→ **Excerpt**:
-- START --
Another great day here in Wyoming. The sun is shining and life is pretty great personally. We received some good news and I am celebrating it.

Going to do some more shedding on the mares and soak up some sun.


----------



## Alice In TX/MO

Planted summer spinach, two kinds. 

Mulched another part of the garden. 

Moved the rabbits to another cage so that I could do some modifications on the bunny tractor. 

Filled bunny digging spots. 

It’s just after noon, high humidity, 83 degrees, and waiting on thunderstorms and a cold front.


----------



## snowlady

So I mowed on Tuesday, it stormed and rained yesterday afternoon and today it’s snow squalls. Not only do I not know what dry it is but I don’t even know what season it is.


----------



## Cornhusker

mreynolds said:


> I think the first time I mowed was back in January.


I need to mow down some areas I've been clearing, but real mowing is a month away.


----------



## painterswife

It must be the sunny days and perfect temp of mid 50's most days. I wake up every morning happy and looking forward to the day. I am accomplishing more each day and that makes me happy as well. My boss keeps asking me why I am smiling so much.

So have a great day, get lots done or nothing if that is what makes you happy.


----------



## MO_cows

Well it's official, school is out for the year. The superintendent published a great letter to the seniors. The class of 2020 has been thru a tornado that took the roof off the school in 2014, fire that severely damaged one wing in 2017, and now this. He told the kids it was an advantage, not disadvantage, because they have learned how to deal with adversity. Very inspiring.
-- END --
→ **Direction**:
Copy the forum thread word for word, from start to finish. Work from the forum thread alone.

→ **Information supplied**:
-- START --
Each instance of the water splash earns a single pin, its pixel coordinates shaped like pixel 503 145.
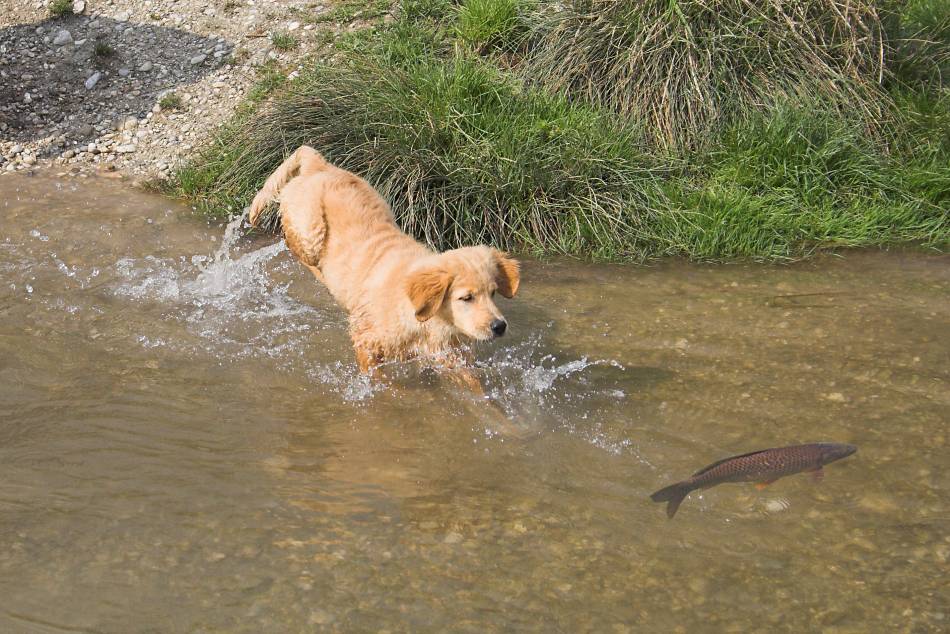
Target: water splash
pixel 229 299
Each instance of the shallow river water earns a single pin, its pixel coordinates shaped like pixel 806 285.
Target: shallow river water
pixel 186 445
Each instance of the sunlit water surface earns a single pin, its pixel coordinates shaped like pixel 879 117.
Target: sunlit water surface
pixel 186 445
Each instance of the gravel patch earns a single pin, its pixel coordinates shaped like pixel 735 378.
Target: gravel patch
pixel 83 93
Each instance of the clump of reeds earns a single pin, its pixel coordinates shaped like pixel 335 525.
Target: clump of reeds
pixel 685 66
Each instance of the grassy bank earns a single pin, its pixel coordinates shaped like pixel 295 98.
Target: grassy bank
pixel 483 121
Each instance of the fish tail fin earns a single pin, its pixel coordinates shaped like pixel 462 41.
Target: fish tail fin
pixel 673 495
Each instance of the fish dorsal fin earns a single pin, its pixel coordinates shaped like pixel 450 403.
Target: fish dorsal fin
pixel 719 462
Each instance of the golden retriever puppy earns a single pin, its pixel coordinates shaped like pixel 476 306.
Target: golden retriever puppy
pixel 404 300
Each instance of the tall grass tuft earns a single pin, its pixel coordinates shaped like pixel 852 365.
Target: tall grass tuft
pixel 686 66
pixel 483 24
pixel 920 44
pixel 707 162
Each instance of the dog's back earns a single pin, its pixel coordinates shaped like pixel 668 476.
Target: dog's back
pixel 337 224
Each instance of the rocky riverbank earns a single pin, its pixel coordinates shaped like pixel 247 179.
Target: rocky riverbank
pixel 133 87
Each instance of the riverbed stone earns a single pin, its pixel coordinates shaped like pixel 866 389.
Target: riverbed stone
pixel 62 38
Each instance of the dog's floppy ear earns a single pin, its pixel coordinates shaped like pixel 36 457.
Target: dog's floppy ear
pixel 426 289
pixel 508 276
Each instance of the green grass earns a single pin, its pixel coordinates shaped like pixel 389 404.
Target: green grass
pixel 482 24
pixel 688 67
pixel 470 146
pixel 61 8
pixel 284 41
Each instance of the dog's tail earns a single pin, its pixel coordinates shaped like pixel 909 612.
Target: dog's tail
pixel 303 162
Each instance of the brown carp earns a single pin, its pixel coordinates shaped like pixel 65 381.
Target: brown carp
pixel 762 467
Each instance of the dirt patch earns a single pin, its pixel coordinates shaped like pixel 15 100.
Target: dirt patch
pixel 132 87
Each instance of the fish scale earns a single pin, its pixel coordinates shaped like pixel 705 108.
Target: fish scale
pixel 764 466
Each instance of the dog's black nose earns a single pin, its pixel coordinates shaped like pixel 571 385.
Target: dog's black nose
pixel 498 326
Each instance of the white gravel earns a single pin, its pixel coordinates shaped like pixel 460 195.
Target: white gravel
pixel 65 105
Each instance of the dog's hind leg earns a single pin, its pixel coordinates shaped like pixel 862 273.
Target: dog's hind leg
pixel 303 162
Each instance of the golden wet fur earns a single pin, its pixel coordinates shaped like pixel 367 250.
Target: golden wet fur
pixel 403 299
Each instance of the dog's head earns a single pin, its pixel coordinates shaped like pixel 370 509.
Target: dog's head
pixel 458 287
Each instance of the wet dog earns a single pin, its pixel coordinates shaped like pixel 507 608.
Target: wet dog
pixel 404 300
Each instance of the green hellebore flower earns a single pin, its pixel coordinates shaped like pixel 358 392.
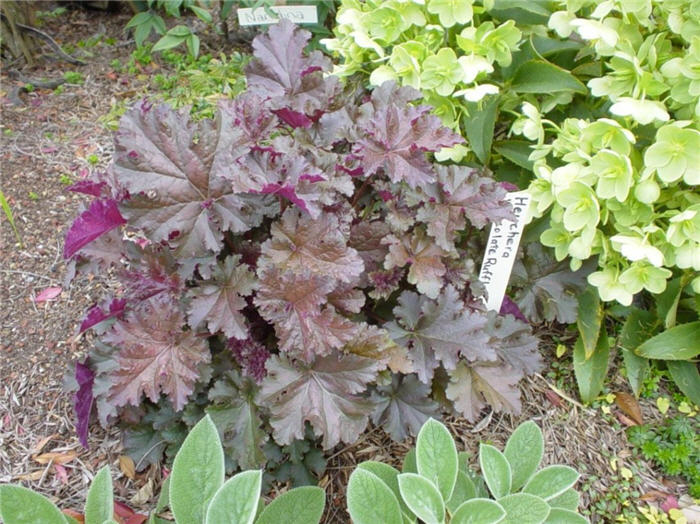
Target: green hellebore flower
pixel 615 174
pixel 541 191
pixel 605 133
pixel 385 23
pixel 609 286
pixel 684 226
pixel 675 154
pixel 642 275
pixel 558 238
pixel 442 72
pixel 688 255
pixel 581 246
pixel 636 248
pixel 642 111
pixel 647 191
pixel 581 207
pixel 452 12
pixel 405 61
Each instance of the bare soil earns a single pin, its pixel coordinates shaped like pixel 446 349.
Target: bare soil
pixel 52 135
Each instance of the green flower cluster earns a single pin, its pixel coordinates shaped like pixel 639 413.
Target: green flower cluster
pixel 625 188
pixel 445 48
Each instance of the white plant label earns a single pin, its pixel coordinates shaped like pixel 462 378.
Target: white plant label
pixel 501 250
pixel 299 14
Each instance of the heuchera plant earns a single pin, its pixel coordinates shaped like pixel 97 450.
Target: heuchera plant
pixel 298 259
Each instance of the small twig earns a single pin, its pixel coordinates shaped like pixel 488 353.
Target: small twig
pixel 562 394
pixel 54 45
pixel 28 273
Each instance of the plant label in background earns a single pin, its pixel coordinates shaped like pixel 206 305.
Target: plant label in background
pixel 502 249
pixel 299 14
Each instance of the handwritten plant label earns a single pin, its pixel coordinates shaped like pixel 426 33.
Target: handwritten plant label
pixel 501 250
pixel 299 14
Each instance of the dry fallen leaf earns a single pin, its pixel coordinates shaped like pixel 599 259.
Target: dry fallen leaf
pixel 126 464
pixel 61 473
pixel 34 475
pixel 42 443
pixel 554 398
pixel 630 407
pixel 143 495
pixel 55 458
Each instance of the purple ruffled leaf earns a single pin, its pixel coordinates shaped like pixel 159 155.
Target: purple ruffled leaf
pixel 508 307
pixel 101 217
pixel 95 314
pixel 293 118
pixel 83 400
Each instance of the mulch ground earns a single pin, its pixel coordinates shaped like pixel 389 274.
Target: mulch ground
pixel 51 135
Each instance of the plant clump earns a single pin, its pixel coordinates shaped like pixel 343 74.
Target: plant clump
pixel 297 265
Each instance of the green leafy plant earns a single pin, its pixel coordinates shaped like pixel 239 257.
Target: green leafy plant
pixel 195 492
pixel 595 108
pixel 436 485
pixel 146 22
pixel 9 215
pixel 674 445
-- END --
→ **In response**:
Another great day here in Wyoming. The sun is shining and life is pretty great personally. We received some good news and I am celebrating it.

Going to do some more shedding on the mares and soak up some sun.


----------



## Alice In TX/MO

Planted summer spinach, two kinds. 

Mulched another part of the garden. 

Moved the rabbits to another cage so that I could do some modifications on the bunny tractor. 

Filled bunny digging spots. 

It’s just after noon, high humidity, 83 degrees, and waiting on thunderstorms and a cold front.


----------



## snowlady

So I mowed on Tuesday, it stormed and rained yesterday afternoon and today it’s snow squalls. Not only do I not know what dry it is but I don’t even know what season it is.


----------



## Cornhusker

mreynolds said:


> I think the first time I mowed was back in January.


I need to mow down some areas I've been clearing, but real mowing is a month away.


----------



## painterswife

It must be the sunny days and perfect temp of mid 50's most days. I wake up every morning happy and looking forward to the day. I am accomplishing more each day and that makes me happy as well. My boss keeps asking me why I am smiling so much.

So have a great day, get lots done or nothing if that is what makes you happy.


----------



## MO_cows

Well it's official, school is out for the year. The superintendent published a great letter to the seniors. The class of 2020 has been thru a tornado that took the roof off the school in 2014, fire that severely damaged one wing in 2017, and now this. He told the kids it was an advantage, not disadvantage, because they have learned how to deal with adversity. Very inspiring.